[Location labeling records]
════════════════
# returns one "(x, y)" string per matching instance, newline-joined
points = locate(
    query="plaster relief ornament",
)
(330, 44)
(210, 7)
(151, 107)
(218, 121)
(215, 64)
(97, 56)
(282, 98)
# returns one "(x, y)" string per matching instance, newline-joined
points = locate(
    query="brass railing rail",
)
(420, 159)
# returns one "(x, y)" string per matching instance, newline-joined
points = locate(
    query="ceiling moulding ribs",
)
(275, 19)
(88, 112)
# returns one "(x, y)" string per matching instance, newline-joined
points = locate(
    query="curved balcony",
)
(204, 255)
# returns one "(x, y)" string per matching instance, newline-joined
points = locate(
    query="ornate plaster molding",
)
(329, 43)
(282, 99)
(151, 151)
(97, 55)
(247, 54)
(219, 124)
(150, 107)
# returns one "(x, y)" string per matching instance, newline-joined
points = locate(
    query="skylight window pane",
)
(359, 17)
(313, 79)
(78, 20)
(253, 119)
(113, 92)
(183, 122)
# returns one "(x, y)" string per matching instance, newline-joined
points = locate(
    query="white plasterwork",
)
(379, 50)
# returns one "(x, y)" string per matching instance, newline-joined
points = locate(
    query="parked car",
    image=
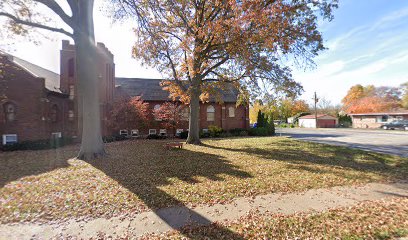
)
(397, 124)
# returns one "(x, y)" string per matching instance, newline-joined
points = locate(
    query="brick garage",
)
(375, 120)
(323, 121)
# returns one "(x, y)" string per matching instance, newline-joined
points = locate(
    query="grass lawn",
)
(138, 175)
(368, 220)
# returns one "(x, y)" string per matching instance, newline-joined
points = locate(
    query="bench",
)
(173, 144)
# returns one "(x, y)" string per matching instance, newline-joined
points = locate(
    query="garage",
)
(323, 121)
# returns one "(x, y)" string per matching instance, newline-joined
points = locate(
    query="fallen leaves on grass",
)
(383, 219)
(141, 175)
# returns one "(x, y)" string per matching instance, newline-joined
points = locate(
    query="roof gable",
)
(150, 89)
(52, 79)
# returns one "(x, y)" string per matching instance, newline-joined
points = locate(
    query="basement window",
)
(9, 139)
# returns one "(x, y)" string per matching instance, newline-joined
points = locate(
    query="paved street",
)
(391, 142)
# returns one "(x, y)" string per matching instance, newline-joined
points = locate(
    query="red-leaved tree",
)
(171, 114)
(130, 114)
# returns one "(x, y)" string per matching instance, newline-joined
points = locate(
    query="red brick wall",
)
(32, 101)
(106, 73)
(222, 119)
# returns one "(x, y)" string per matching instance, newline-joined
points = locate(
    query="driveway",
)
(390, 142)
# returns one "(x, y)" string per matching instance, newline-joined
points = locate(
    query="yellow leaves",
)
(43, 185)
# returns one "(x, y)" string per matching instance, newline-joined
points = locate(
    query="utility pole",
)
(315, 99)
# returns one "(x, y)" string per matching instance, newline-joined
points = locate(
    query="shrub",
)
(238, 132)
(259, 131)
(215, 131)
(226, 135)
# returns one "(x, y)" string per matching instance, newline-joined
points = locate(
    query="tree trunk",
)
(87, 80)
(193, 128)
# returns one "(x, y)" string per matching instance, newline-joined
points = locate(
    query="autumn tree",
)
(204, 46)
(300, 106)
(171, 114)
(404, 98)
(254, 109)
(23, 17)
(360, 99)
(130, 114)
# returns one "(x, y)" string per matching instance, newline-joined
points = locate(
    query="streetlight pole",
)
(315, 99)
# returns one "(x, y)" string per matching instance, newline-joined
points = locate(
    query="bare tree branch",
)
(56, 8)
(37, 25)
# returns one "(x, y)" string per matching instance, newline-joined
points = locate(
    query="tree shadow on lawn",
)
(327, 155)
(18, 164)
(143, 170)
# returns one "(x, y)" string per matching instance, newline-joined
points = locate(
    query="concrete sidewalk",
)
(171, 218)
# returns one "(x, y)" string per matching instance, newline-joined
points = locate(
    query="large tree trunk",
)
(193, 128)
(87, 80)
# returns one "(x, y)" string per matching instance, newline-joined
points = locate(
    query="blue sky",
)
(368, 44)
(367, 41)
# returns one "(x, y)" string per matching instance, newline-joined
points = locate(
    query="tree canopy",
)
(360, 99)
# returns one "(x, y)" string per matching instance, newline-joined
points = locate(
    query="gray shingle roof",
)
(52, 79)
(150, 89)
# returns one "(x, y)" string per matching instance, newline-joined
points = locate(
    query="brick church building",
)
(39, 104)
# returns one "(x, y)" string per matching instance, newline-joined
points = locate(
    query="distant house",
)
(375, 120)
(323, 121)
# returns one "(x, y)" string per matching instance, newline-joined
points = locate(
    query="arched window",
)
(71, 67)
(210, 113)
(231, 112)
(10, 112)
(54, 113)
(185, 113)
(155, 109)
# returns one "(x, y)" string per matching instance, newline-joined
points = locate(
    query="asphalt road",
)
(383, 141)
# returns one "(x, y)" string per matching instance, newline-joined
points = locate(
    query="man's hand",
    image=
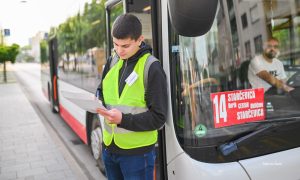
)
(113, 116)
(287, 88)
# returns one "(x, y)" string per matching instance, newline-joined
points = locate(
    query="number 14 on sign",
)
(219, 103)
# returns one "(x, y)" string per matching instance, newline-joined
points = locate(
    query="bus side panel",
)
(281, 165)
(183, 167)
(72, 114)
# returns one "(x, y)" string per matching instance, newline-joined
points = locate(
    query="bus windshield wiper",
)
(229, 147)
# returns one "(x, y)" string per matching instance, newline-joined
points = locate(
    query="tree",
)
(8, 53)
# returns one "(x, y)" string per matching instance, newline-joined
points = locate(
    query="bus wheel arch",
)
(95, 139)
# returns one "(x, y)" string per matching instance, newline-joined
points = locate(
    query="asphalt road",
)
(79, 154)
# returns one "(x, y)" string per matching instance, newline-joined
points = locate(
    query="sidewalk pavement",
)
(27, 151)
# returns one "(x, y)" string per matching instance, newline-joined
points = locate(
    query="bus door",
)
(52, 89)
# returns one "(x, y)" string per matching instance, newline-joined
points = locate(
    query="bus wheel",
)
(96, 143)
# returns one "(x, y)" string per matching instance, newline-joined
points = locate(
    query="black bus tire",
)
(96, 142)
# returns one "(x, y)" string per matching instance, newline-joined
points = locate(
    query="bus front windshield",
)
(239, 77)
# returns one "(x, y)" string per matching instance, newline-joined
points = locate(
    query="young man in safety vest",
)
(134, 91)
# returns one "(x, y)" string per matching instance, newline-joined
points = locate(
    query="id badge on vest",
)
(131, 78)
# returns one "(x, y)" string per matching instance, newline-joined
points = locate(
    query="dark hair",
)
(127, 26)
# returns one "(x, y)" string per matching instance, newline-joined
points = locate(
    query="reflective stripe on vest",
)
(131, 100)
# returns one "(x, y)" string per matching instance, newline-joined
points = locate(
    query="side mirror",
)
(192, 17)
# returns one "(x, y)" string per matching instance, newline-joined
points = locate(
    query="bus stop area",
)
(28, 148)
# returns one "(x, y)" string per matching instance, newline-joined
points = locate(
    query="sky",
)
(25, 18)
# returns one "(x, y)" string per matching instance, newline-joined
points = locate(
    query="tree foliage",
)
(83, 31)
(9, 53)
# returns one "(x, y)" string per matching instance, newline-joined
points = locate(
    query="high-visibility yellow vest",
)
(131, 100)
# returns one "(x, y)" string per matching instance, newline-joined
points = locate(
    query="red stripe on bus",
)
(79, 129)
(54, 88)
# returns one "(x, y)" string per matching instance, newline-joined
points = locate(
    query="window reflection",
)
(219, 60)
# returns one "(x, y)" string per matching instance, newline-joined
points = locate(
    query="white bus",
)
(218, 126)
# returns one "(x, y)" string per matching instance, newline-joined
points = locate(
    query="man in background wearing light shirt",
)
(266, 70)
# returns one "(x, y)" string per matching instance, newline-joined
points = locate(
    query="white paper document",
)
(84, 101)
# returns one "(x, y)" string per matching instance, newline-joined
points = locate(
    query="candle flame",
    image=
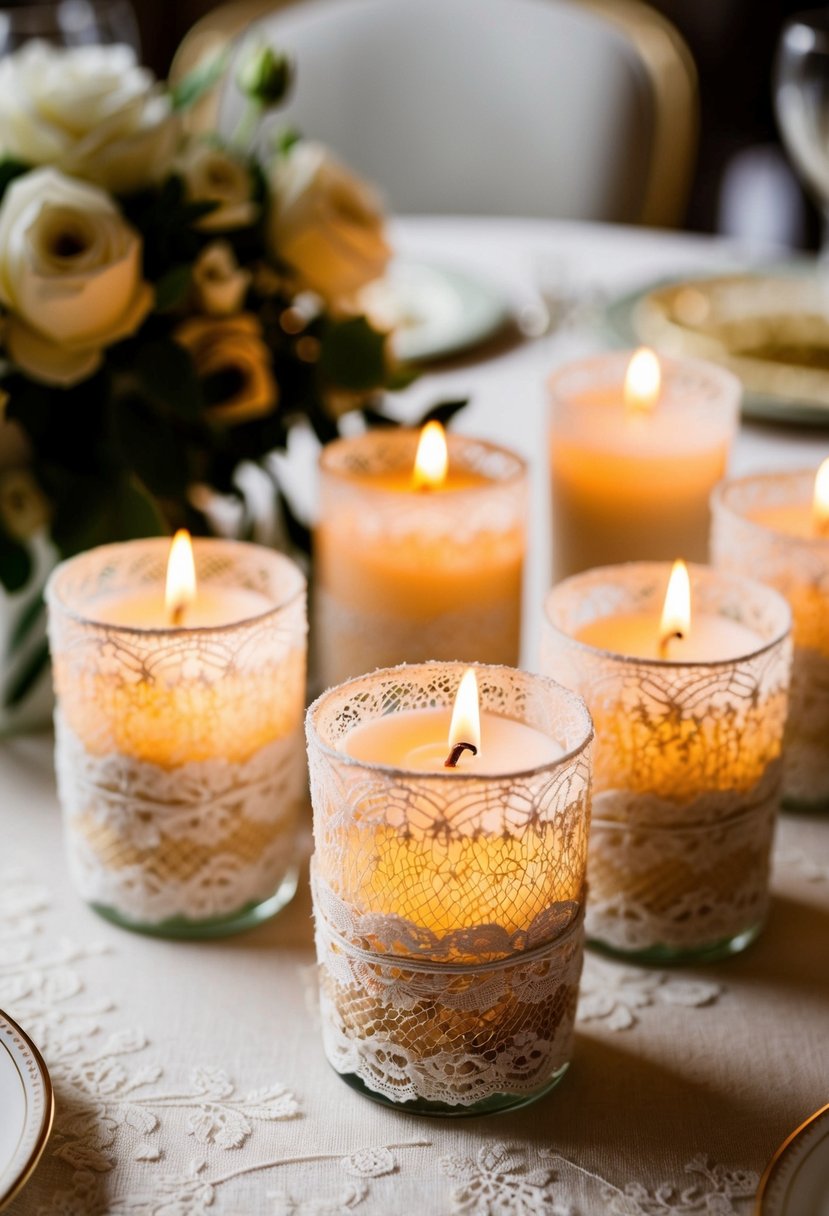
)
(642, 382)
(432, 460)
(464, 726)
(180, 576)
(821, 501)
(676, 611)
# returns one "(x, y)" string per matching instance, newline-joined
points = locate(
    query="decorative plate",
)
(433, 310)
(796, 1180)
(771, 328)
(27, 1108)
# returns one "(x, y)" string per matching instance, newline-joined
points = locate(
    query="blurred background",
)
(743, 184)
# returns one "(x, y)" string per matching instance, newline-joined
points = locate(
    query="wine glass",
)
(801, 100)
(68, 23)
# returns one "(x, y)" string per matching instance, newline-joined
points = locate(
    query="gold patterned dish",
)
(772, 330)
(27, 1108)
(796, 1180)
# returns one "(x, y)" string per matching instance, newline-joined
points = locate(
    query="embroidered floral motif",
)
(496, 1183)
(613, 994)
(714, 1192)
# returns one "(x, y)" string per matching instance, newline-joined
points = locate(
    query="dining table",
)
(190, 1076)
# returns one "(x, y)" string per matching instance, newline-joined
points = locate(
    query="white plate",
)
(27, 1108)
(784, 303)
(433, 310)
(796, 1180)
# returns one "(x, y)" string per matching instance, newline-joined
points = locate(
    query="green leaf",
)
(171, 287)
(199, 80)
(443, 412)
(26, 679)
(28, 619)
(9, 170)
(151, 448)
(285, 139)
(401, 377)
(353, 355)
(15, 563)
(96, 512)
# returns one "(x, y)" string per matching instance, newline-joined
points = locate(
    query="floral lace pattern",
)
(199, 842)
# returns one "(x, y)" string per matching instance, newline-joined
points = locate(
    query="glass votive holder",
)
(449, 904)
(179, 749)
(762, 527)
(633, 483)
(687, 761)
(405, 574)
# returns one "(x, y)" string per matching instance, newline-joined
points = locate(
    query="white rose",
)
(69, 276)
(325, 223)
(90, 111)
(213, 175)
(219, 282)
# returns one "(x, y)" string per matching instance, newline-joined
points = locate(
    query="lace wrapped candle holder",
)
(636, 488)
(179, 750)
(407, 575)
(449, 905)
(755, 532)
(687, 765)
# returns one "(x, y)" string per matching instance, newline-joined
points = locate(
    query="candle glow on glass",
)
(821, 500)
(642, 383)
(180, 586)
(432, 459)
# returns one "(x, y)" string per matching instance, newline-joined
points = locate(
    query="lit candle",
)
(776, 527)
(688, 741)
(671, 636)
(179, 602)
(426, 739)
(179, 730)
(637, 445)
(418, 552)
(447, 880)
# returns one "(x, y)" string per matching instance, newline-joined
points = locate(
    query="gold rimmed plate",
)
(770, 327)
(796, 1180)
(27, 1108)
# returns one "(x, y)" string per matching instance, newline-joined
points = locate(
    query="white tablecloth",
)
(190, 1077)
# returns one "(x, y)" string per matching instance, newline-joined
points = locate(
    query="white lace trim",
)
(410, 1028)
(666, 874)
(199, 840)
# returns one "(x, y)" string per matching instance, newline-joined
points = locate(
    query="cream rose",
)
(69, 276)
(232, 348)
(90, 111)
(325, 223)
(213, 175)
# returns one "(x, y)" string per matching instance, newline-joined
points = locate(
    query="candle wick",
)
(669, 637)
(457, 752)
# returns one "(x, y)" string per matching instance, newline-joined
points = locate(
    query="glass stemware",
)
(801, 100)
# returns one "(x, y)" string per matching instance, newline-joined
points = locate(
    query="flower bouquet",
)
(171, 308)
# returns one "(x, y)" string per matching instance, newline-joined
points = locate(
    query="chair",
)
(559, 108)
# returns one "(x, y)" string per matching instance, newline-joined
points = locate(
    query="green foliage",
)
(353, 355)
(198, 82)
(15, 563)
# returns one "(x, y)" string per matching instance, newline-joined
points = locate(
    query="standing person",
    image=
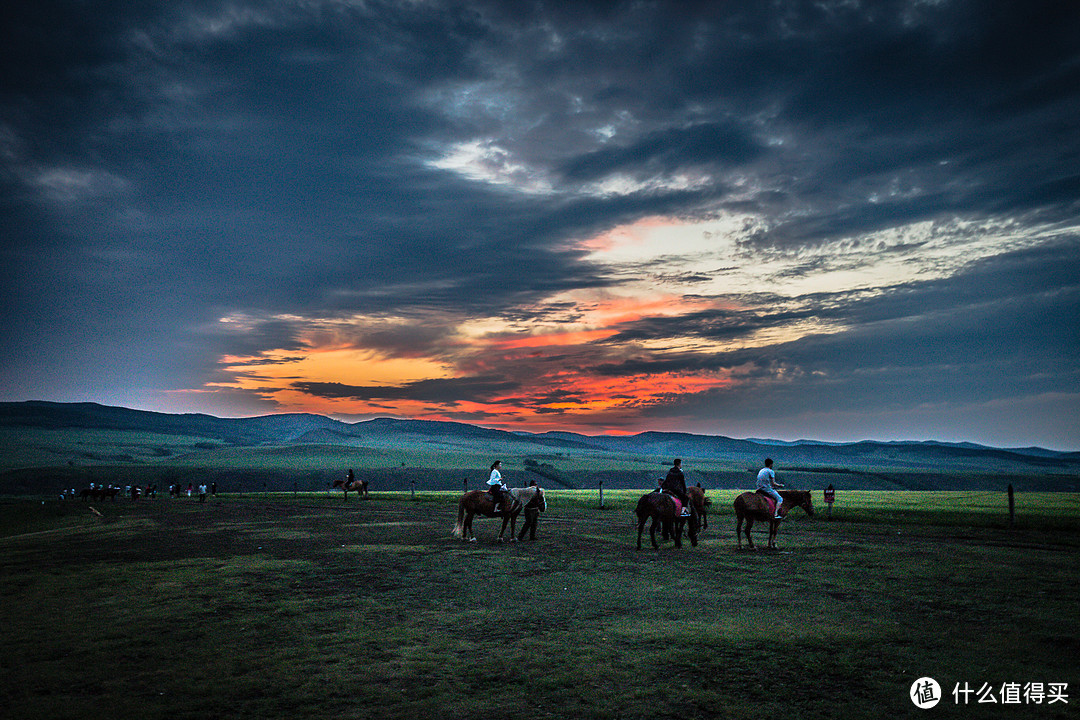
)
(767, 485)
(495, 485)
(675, 484)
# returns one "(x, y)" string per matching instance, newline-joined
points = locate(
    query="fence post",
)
(1012, 507)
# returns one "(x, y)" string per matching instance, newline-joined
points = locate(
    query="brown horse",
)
(349, 486)
(480, 502)
(700, 502)
(661, 506)
(752, 506)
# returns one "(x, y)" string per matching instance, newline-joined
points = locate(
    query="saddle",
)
(680, 510)
(769, 500)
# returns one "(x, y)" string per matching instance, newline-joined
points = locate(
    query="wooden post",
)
(1012, 507)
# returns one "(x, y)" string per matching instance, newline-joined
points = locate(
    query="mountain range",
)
(314, 430)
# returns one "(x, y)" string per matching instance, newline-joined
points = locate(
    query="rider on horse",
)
(495, 485)
(675, 484)
(767, 484)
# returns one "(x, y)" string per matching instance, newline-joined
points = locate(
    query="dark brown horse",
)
(752, 506)
(661, 507)
(349, 486)
(700, 502)
(480, 502)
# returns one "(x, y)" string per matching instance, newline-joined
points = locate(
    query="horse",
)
(532, 510)
(753, 505)
(665, 511)
(349, 486)
(480, 502)
(699, 501)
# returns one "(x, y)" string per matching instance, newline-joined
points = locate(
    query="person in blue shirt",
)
(767, 485)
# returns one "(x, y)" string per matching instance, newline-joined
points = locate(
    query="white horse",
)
(480, 502)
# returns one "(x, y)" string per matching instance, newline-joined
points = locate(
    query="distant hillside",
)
(96, 435)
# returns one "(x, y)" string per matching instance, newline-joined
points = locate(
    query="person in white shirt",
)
(495, 485)
(767, 484)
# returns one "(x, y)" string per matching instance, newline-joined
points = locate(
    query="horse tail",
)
(459, 528)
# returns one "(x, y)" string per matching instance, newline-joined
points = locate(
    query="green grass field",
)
(299, 606)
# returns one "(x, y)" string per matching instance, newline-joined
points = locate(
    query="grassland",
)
(299, 606)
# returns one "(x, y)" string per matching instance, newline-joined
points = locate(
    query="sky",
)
(836, 220)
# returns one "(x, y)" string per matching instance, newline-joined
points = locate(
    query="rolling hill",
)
(45, 439)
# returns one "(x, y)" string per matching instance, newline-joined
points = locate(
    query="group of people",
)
(674, 483)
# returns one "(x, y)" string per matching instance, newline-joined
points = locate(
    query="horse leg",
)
(513, 526)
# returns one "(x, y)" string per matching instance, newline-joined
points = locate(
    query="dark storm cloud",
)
(937, 342)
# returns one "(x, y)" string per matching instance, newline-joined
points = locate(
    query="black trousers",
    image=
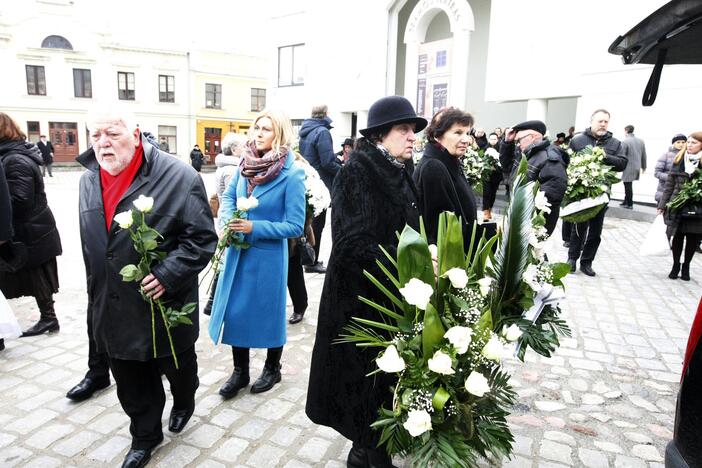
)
(585, 239)
(98, 363)
(566, 231)
(140, 392)
(629, 193)
(318, 223)
(296, 282)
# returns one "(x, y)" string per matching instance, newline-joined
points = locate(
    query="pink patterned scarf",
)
(259, 170)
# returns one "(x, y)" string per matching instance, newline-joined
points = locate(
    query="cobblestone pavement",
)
(607, 398)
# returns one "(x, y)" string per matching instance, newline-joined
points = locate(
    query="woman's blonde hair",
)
(282, 127)
(681, 154)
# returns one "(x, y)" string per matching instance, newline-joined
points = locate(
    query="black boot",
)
(271, 372)
(685, 275)
(48, 323)
(240, 376)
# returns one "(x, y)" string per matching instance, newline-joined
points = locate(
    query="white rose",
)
(391, 361)
(493, 349)
(458, 277)
(529, 277)
(459, 337)
(124, 219)
(143, 204)
(512, 333)
(441, 363)
(541, 202)
(418, 293)
(484, 284)
(418, 422)
(477, 384)
(434, 251)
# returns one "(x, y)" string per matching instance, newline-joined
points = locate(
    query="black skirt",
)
(40, 281)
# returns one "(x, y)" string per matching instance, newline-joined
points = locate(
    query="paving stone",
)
(593, 458)
(555, 451)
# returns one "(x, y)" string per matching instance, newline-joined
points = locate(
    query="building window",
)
(167, 140)
(258, 99)
(166, 88)
(33, 132)
(82, 86)
(291, 65)
(125, 85)
(56, 42)
(440, 58)
(36, 80)
(440, 97)
(213, 96)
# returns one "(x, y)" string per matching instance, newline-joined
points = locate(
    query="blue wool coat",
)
(249, 304)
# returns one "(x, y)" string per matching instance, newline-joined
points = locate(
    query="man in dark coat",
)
(122, 166)
(317, 148)
(196, 158)
(546, 163)
(586, 236)
(47, 154)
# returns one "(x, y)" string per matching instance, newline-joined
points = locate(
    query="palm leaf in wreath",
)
(513, 255)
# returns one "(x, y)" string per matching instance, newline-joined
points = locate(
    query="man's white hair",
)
(117, 114)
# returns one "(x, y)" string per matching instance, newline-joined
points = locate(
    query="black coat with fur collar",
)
(372, 200)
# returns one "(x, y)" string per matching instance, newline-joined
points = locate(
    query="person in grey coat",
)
(635, 151)
(665, 163)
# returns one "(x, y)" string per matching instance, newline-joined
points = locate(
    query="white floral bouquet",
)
(589, 185)
(444, 333)
(317, 195)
════════════════
* _Task details_
Please report how many lines in the entries above contain the string "sidewalk", counting only matches in the same case, and give only the number.

* _Output of the task_
2